* [Problem to solve]:
Determine the number of lines in the entries below in which the word "printed" appears, and reply with that number only.

* [Dataset excerpts]:
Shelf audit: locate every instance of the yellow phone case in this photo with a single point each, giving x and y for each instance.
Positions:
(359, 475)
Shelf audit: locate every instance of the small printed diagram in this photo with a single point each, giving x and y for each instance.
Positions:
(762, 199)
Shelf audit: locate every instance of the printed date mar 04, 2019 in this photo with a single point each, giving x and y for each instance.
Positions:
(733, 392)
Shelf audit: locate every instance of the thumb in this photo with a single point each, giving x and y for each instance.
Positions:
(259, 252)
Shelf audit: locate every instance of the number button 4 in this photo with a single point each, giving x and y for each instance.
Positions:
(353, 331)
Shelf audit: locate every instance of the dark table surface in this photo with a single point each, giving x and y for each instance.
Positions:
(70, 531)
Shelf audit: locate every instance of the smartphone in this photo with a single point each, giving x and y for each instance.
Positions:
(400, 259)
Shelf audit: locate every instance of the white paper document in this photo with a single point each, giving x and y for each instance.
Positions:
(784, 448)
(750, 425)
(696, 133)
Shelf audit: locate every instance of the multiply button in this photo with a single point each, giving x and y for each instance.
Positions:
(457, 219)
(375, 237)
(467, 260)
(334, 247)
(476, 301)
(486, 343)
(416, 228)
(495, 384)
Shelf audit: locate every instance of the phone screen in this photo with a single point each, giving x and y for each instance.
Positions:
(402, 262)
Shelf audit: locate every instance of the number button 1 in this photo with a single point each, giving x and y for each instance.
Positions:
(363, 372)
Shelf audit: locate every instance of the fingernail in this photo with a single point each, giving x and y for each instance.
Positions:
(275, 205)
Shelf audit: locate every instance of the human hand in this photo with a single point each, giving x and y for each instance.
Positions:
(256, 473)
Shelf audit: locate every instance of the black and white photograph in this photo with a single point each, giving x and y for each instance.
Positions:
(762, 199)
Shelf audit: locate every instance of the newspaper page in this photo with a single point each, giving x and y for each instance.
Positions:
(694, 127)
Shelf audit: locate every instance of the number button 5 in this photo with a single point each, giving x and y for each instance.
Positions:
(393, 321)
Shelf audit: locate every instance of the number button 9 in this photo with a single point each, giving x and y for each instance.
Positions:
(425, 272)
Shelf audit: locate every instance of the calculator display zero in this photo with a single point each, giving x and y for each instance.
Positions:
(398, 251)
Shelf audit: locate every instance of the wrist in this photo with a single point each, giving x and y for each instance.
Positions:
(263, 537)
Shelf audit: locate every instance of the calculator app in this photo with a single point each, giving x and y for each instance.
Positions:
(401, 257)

* [Finished task]:
2